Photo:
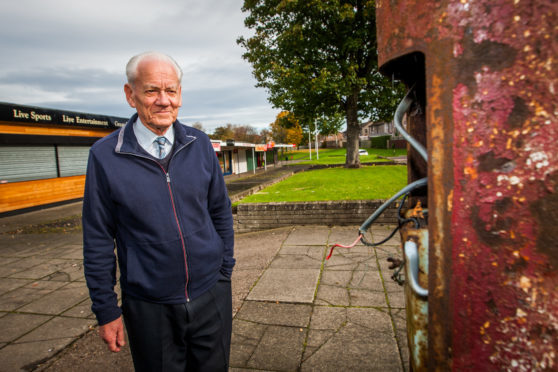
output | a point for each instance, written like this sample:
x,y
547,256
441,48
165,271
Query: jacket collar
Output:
x,y
128,143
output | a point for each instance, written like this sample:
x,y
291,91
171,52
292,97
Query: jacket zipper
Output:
x,y
180,233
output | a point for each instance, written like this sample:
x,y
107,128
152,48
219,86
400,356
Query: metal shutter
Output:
x,y
72,160
25,163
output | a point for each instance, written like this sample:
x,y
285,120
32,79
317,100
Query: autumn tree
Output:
x,y
318,58
286,129
223,133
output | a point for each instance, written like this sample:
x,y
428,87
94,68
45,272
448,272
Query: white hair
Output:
x,y
132,66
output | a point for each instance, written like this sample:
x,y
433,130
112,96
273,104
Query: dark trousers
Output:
x,y
194,336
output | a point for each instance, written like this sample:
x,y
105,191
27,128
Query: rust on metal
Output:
x,y
417,306
491,77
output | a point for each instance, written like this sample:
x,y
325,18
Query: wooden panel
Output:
x,y
27,194
52,131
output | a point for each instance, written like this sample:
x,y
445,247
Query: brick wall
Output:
x,y
262,216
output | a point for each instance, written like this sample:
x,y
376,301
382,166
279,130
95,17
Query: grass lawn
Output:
x,y
369,182
337,156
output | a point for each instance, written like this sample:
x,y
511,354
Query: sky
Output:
x,y
71,55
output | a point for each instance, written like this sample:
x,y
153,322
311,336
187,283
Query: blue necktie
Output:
x,y
161,143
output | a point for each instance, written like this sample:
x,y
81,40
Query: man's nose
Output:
x,y
163,99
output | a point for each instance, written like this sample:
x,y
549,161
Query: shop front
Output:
x,y
43,154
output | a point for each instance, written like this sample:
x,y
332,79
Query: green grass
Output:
x,y
337,156
369,182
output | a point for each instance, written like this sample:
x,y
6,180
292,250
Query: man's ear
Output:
x,y
129,95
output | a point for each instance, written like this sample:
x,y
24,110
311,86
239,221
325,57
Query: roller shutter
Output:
x,y
25,163
72,160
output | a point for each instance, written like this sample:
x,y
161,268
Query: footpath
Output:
x,y
293,310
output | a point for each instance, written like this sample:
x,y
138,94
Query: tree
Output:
x,y
198,125
286,129
331,125
317,58
223,133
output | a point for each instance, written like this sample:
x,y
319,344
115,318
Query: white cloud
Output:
x,y
71,55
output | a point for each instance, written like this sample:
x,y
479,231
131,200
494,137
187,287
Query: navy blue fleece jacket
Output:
x,y
172,231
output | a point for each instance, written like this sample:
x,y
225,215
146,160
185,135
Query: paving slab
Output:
x,y
59,300
308,235
351,339
16,325
289,315
287,285
31,292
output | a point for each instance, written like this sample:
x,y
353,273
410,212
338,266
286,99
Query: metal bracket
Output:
x,y
411,257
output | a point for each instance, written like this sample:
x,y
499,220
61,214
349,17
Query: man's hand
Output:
x,y
113,334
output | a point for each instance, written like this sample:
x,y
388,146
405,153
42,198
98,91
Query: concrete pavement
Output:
x,y
293,310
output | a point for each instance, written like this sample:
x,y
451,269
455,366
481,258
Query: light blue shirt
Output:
x,y
146,138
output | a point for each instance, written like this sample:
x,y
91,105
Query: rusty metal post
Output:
x,y
490,76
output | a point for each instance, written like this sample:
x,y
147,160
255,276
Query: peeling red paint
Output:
x,y
503,298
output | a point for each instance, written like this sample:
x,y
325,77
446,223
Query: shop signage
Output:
x,y
38,115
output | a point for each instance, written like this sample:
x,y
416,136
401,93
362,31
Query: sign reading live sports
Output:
x,y
38,115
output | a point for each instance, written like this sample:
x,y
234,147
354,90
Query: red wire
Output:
x,y
343,246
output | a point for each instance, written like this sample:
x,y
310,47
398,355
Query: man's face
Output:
x,y
156,94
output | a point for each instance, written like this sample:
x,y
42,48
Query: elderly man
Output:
x,y
155,191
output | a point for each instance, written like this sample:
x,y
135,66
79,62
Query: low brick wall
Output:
x,y
263,216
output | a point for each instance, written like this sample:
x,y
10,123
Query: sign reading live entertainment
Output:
x,y
38,115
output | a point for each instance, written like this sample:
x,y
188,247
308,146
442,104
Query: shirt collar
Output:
x,y
146,137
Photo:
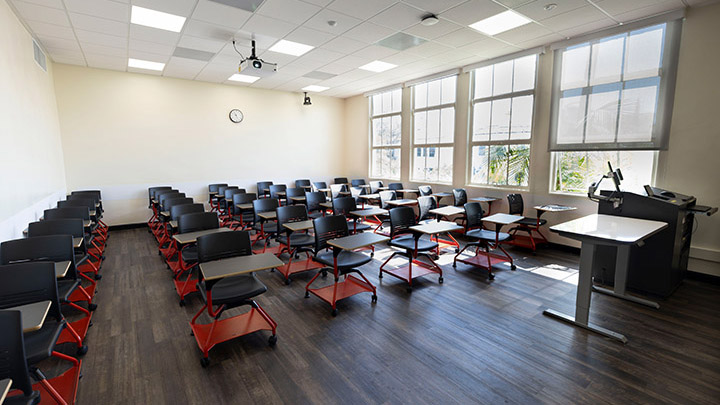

※

* _Direction_
Show every line of the records that contains the word "shutter".

* _Answer below_
Query: metal shutter
Query: roller shutter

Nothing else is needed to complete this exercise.